(Point localization data)
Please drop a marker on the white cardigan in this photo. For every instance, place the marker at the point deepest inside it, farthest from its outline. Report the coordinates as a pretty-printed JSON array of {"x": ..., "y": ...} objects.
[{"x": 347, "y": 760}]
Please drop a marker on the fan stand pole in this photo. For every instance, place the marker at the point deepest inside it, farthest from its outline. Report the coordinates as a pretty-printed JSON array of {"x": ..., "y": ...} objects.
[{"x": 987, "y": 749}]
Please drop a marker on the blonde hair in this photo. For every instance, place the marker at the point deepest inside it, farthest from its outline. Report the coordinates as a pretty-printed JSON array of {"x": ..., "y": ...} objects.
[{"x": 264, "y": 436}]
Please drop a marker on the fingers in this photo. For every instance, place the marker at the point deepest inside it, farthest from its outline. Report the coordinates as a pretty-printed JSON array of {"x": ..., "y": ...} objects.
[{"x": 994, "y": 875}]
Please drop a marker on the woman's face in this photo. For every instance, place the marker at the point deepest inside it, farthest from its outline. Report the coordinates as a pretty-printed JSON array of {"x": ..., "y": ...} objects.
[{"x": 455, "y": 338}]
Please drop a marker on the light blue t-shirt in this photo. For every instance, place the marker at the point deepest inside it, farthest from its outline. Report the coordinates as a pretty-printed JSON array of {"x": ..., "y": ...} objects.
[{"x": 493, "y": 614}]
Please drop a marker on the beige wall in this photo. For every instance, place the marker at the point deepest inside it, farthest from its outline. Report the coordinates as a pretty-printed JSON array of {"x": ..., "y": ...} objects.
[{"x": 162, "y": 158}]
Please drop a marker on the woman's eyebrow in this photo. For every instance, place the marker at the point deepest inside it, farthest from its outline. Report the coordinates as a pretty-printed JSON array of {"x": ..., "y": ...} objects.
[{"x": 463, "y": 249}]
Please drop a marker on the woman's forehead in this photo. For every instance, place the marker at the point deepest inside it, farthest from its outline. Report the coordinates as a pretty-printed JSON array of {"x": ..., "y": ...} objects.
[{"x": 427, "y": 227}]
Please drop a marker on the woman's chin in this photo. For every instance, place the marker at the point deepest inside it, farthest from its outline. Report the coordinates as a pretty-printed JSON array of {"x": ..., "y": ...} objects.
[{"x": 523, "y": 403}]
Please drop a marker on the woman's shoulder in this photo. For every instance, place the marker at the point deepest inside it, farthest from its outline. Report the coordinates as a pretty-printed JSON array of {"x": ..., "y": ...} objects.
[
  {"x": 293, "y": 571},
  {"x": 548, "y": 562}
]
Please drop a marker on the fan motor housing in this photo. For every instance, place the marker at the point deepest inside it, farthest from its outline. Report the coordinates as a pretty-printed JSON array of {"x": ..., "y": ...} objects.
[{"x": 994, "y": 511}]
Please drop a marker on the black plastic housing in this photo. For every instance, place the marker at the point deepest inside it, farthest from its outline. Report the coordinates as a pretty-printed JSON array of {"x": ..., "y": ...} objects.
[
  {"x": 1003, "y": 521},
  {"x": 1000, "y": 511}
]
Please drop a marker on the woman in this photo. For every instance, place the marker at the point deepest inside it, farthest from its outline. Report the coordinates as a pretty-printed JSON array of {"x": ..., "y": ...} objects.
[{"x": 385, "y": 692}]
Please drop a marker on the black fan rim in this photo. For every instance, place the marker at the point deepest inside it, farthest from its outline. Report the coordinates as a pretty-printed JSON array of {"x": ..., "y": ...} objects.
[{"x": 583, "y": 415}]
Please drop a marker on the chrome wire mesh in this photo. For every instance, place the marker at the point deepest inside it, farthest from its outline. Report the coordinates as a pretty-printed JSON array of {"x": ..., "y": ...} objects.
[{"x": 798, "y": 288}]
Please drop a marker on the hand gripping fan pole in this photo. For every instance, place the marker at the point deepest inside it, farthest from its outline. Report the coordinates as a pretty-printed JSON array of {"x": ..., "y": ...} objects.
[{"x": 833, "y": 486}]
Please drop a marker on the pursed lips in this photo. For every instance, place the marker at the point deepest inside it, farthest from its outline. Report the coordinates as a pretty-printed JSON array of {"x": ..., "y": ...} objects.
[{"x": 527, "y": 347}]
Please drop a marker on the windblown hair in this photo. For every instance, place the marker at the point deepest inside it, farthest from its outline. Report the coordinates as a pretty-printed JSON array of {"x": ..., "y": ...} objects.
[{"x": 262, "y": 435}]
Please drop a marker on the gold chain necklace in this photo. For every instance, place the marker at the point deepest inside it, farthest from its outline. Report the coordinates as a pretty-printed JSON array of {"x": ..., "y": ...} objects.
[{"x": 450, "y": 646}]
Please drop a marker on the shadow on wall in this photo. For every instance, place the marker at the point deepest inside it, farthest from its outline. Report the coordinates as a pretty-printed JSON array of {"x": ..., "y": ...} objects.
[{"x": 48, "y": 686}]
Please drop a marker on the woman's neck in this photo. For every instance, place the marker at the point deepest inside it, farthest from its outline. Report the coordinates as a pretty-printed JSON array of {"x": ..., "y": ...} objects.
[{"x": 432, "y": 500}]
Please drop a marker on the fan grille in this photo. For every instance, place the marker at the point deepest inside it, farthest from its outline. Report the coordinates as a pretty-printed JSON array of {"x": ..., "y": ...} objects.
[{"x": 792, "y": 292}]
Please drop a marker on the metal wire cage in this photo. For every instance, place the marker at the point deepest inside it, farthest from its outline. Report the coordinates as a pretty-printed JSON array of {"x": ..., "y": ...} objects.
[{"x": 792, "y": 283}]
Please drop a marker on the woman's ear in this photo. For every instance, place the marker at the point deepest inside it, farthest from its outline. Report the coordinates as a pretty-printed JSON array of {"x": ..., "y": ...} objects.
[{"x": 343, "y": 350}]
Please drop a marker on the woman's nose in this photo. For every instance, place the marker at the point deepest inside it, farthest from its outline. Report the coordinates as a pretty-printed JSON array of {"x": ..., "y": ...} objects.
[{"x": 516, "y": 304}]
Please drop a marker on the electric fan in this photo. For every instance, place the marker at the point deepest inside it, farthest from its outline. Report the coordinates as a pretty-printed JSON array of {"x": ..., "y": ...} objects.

■ **TO DO**: Reproduce each line above without any alteration.

■ **OUTPUT**:
Please drop a marker on the white cardigan in this photo. For every instance, place the marker at the point deepest inside it, farthest from its outline. Report the coordinates as a pretty-printed JSON array of {"x": ..., "y": ...} objects.
[{"x": 347, "y": 760}]
Please drop a marker on the fan stand pole in this photo. For every instance, place the marker at the point deepest inside it, farthest from its outline. Report the coordinates as a pretty-printed JSON array of {"x": ..., "y": ...} objects.
[{"x": 987, "y": 749}]
Please drop a marker on the blonde hair in this photo. For every instance, place the marker at the point deepest inside it, farthest from its outline. Report the coordinates as a pretty-printed JSON array of {"x": ..., "y": ...} objects.
[{"x": 264, "y": 436}]
Please drop a marker on the fingers in this photo. For every instance, place the marker at the point deepest inside it, farthest from its outline. Report the coordinates as a pretty-printed JSON array of {"x": ..., "y": ...} objects.
[{"x": 994, "y": 875}]
Please drop a marker on the woman's face in this photo. For every instance, place the marker at the point deepest inside it, farthest from its outline. Report the coordinates as a pretty-printed JSON array of {"x": ..., "y": ...} objects.
[{"x": 455, "y": 338}]
Please drop a marker on the light blue t-shirt in this photo. For every instance, place the marker at the point deepest inside it, farthest from its outline. Report the coordinates as a pretty-printed JSON array of {"x": ..., "y": ...} objects.
[{"x": 493, "y": 614}]
Please drop a marker on the beige wall in this photo. For every instance, place the marker at the point deepest inside it, farthest from its outline. Report the coordinates as a pretty-printed JSON array of {"x": ..., "y": ...} objects.
[{"x": 162, "y": 158}]
Please drop a marker on the woman's eyebrow in this photo. For every instance, place the marker at the point deepest inside it, farthest from its outline. Report the coordinates as a pretty-printed JSON array of {"x": ..., "y": ...} objects.
[{"x": 463, "y": 249}]
Please drop a marker on the woman's forehead in this photo. For every instance, place the marker at the point deepest inside it, farthest from its outline. Report the coordinates as a pretty-printed JSON array of {"x": ..., "y": ...} objects.
[{"x": 427, "y": 227}]
Please drop a marker on the woman's chin in this photo. For every instance, place the marker at the point deepest inside it, farthest from its outline. Report the coordinates as a pretty-printed JSON array of {"x": ..., "y": ...} objects.
[{"x": 523, "y": 403}]
Please drop a marker on the woman's shoulder in this photo. For every instance, place the marker at the point deepest inside it, farthest from its outline. Report the coordinates as a pretty-printed JSON array of {"x": ..., "y": ...} objects.
[
  {"x": 293, "y": 571},
  {"x": 548, "y": 562}
]
Please drop a marker on the fan motor housing in this photo. For every instance, place the marker at the point deepest inside it, farthest from its outline. Report the coordinates as a pretty-printed JSON array of {"x": ..., "y": ...} objects.
[{"x": 994, "y": 511}]
Please drop a marker on the black plastic housing in this photo. For every instance, place the marker at the point deepest inside it, farthest from its outline. Report the coordinates as a pretty-printed JSON array of {"x": ..., "y": ...} objects.
[
  {"x": 1003, "y": 521},
  {"x": 1000, "y": 511}
]
Please drop a marker on the woman in this photo. For every instance, place the marker at the point deepest inside it, farthest from its outline. Report the coordinates as a pretty-printed JSON array of {"x": ..., "y": ...} objects.
[{"x": 385, "y": 692}]
Please drop a marker on the black fan rim in this photo. For every instance, place the marker at the point deepest inside it, farthest from its outline. Report the coordinates as a pretty-printed JSON array of {"x": ..., "y": ...} objects.
[{"x": 583, "y": 415}]
Please drop a marker on the chrome wire mesh in this photo. For every instance, place the marker at the point deepest inside it, farthest from its outline. Report the coordinates as a pretty-printed JSON array of {"x": ..., "y": ...} objects.
[{"x": 798, "y": 288}]
Please drop a marker on the hand gripping fan pole in this photo. For every instance, place the marker at the point deepest inside it, farthest from its outline. Report the coordinates as a pretty-printed JSON array of {"x": ..., "y": ...} objects.
[{"x": 833, "y": 486}]
Please drop a marker on the pursed lips in this photo. For every instance, place the marker at the point deepest inside it, farthest from its outline. Report the coordinates as a pretty-printed JSON array of {"x": ..., "y": ...} objects.
[{"x": 527, "y": 347}]
Please drop a marker on the windblown hair in this photo. For every instance, place the marker at the point deepest inside it, farthest from its outline. Report the coordinates as a pretty-printed JSON array of {"x": ..., "y": ...} objects.
[{"x": 262, "y": 435}]
Please drop a marker on the gold chain necklace in this photo. For every instance, place the marker at the point deepest inside it, farthest from its outline. Report the coordinates as a pretty-printed JSON array of {"x": ..., "y": ...} objects.
[{"x": 450, "y": 646}]
Please drop a marker on the shadow on wall in this photo. For every instance, place the marker at the point deepest inside it, farthest from its outline. Report the coordinates as a pretty-printed JSON array of {"x": ..., "y": ...} objects.
[{"x": 48, "y": 686}]
Please drop a marker on the woman's neck in this photo. For every instance, place the marker at the point deepest inside it, farthest from its outline. Report the coordinates as a pretty-printed JSON array of {"x": ..., "y": ...} objects.
[{"x": 432, "y": 500}]
Please drop a marker on the fan grille in this photo. For every instance, place the marker at the point deepest inside it, farthest from its outline. Report the coordinates as a pretty-printed JSON array of {"x": ..., "y": ...} objects.
[{"x": 792, "y": 292}]
Please drop a marker on the metal wire cage in this photo. For every instance, place the marker at the point deepest inside it, farthest from its outline. Report the coordinates as a pretty-printed JSON array of {"x": ..., "y": ...} objects.
[{"x": 792, "y": 283}]
Please drop a marker on the woman's ear in this photo. For every instance, place the marker at the point deepest inside it, farthest from its outline. Report the coordinates as a pretty-printed JSON array of {"x": ..., "y": ...} objects.
[{"x": 343, "y": 350}]
Please drop a marker on the woman's nose in this photo. For every instance, place the marker at the point deepest inside it, farthest from its outline. Report the coordinates as a pretty-printed JSON array of {"x": ..., "y": ...} objects.
[{"x": 516, "y": 304}]
Please drop a marker on the electric fan in this photo. For every instance, place the marker at the point deepest inside it, farthest from its outline. Report the coordinates as a pretty-printed JSON array of {"x": ..., "y": ...} objects.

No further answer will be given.